__WHAT YOU SHOULD DO__
Write out the entries once more, exactly as they appear.

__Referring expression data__
◇ ◇ ◇ ◇ ◇ ◇ ◇
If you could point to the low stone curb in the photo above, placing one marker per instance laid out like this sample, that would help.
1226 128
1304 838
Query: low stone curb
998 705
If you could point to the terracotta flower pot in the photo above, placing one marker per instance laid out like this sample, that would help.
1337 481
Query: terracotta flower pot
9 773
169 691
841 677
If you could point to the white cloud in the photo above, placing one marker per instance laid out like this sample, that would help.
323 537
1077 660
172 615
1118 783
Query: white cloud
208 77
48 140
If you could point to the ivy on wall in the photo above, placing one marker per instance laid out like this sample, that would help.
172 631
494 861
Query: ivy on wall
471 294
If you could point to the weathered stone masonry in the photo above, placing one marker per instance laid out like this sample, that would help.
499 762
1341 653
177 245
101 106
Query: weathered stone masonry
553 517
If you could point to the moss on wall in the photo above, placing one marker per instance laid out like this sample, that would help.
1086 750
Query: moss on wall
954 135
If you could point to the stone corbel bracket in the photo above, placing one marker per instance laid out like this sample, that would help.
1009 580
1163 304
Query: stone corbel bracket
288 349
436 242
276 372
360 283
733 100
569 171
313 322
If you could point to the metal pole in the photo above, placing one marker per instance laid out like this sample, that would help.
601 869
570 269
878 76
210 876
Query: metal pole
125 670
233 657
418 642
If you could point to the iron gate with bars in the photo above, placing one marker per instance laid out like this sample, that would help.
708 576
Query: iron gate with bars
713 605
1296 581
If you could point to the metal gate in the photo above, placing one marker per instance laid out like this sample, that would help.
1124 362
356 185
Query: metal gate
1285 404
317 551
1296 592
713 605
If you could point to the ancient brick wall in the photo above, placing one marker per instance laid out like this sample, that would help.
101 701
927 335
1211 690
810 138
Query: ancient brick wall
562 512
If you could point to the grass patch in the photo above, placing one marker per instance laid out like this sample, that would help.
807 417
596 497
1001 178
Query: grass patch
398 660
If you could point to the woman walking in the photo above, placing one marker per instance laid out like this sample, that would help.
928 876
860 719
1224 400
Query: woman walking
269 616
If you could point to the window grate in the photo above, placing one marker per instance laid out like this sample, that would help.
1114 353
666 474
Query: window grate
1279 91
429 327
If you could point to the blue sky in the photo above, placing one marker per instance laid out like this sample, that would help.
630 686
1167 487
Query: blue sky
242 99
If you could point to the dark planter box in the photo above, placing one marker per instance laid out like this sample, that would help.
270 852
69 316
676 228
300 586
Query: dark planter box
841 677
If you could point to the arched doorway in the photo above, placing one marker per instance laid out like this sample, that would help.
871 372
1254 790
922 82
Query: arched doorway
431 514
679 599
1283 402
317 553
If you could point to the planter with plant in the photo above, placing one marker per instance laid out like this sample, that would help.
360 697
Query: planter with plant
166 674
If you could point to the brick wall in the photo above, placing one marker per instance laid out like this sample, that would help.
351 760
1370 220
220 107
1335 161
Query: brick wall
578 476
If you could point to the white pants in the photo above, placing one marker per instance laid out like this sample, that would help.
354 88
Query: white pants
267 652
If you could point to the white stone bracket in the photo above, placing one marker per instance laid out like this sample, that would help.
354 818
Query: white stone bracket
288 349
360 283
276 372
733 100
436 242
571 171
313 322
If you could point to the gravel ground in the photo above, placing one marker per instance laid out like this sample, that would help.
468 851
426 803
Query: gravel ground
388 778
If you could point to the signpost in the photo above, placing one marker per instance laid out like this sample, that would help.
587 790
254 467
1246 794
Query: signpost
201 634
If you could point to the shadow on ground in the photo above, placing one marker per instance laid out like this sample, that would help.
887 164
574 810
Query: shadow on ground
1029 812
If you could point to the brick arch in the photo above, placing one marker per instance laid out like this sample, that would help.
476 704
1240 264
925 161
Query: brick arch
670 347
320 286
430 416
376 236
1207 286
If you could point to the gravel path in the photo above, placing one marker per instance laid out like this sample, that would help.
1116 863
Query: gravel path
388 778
◇ ◇ ◇ ◇ ◇ ◇ ◇
__OUTPUT BELOW__
If you could point to the low stone curb in the photo above, placing one marker per instance laid out like this sample, that would help.
1226 128
1304 838
Query: low stone curb
998 705
If you could point to the terracotta flower pot in the photo above, placing one marker per instance laid out like this sample, that would help.
1337 481
Query: terracotta flower pot
9 773
169 691
841 677
If you could point to the white cloud in the photo above, placing one marker per instance laid out like this sample, that would help.
323 537
1077 660
172 615
1118 783
Query: white cloud
208 77
48 140
If you could point to the ivy on wall in the photo above, placing one marker per instance laid out like this sample, that would help.
172 631
494 861
Query: ivy on wall
471 294
If you could point to the weathered stone masonry in the photo above, placing one marker per instance laid out like this sample, that would help.
499 762
1341 653
177 245
101 106
Query: weathered stone masonry
553 517
If you could point to the moss on wall in the photo above, placing one marker per instance laid out like this sample, that would help.
1086 750
Query: moss on wall
954 135
If you could point to the stone corbel bracket in the photo above, placing one marker per instance laid out like this sample, that would help.
1009 580
1163 304
Query: stone corbel bracket
288 349
436 242
276 372
360 283
733 100
569 171
313 322
If you could point to the metal pole in the photo above, placing one marker per instance laid out like this sample, that would help.
601 869
570 269
878 76
210 876
Query: metal pole
125 670
233 657
418 642
If you could point to the iron gate with bars in the photo above, placing one marker per instance laid out like this sample, that would help.
708 576
Query: iron gate with bars
713 605
1296 581
If you could point to the metal gate in the photo above, placing one marker per instance laid out like this sample, that would help.
1124 362
356 185
Query: metal gate
1285 404
317 551
1296 592
713 605
If you could point to the ancient brick wall in the photo above, placing one marker per instance laid out like this sample, that would help.
101 701
927 335
1211 690
810 138
Query: ancient brick wall
562 512
If you could point to the grass patch in the photo above, placing one marker per instance laid out like this sample, that would help.
807 417
596 497
1001 178
Query: grass patch
398 660
If you could point to the woman walking in the photo above, placing one marker per instance laid out like this sample, that would help.
928 876
860 719
1224 400
Query: woman walking
269 616
If you could point to the window grate in the photo above, placing one marker per instance laid out like this sample, that would help.
1114 353
666 474
Query: window grate
1279 91
429 327
If you could point to the blue sky in the photo above, placing one marker per instance laid out like this sample, that would help.
630 686
1167 487
Query: blue sky
242 99
If you could point to the dark planter box in the photo above, placing one marker per instance laid out like this sample, that would help.
270 852
69 316
676 228
300 586
Query: dark planter box
841 677
If you could point to the arched doorway in the photo above, placing one marker per instance laid out like this sample, that would help.
871 372
1254 790
922 82
Query: arched doorway
431 514
679 599
1283 402
317 553
If you could point to the planter with plant in the photo above, placing one marker per instance laid out like this sample, that would help.
360 697
Query: planter with plant
166 674
If you could point to the brick wall in the photo above, placing one marker per instance laid out like this sample, that would help.
351 760
1370 220
220 107
1335 161
Query: brick wall
578 476
If you could point to the white pants in the photo above, placing one marker per instance laid out like this sample, that would help.
354 88
Query: white pants
267 652
If you could point to the white stone bracket in the photo above, placing one marker per instance laid out like this sample, that would help.
354 818
Query: white stone bracket
288 349
360 283
276 372
733 100
436 242
571 171
313 322
If you could point to the gravel ground in the photo above, placing one marker per instance laid out like this sample, that would help.
468 851
426 803
Query: gravel ground
388 778
If you could point to the signpost in the photo above, placing one marker per instance laid out like this sample, that would help.
587 790
254 467
1246 794
Query: signpost
201 634
If you could point to the shadow on ground in the photo above, placing one marker per instance laid out like this sample, that would help.
887 164
574 810
Query: shadow on ground
1029 812
If you could point to the brick arch in the photo above, placing one marker per instance laid out like this sample, that would help.
476 704
1240 264
925 161
Query: brick arch
670 347
320 286
430 416
376 236
1207 286
If you could point to the gravel path in the photo above, placing one marker per instance laid out like this sample, that would help.
1116 863
Query: gravel path
388 778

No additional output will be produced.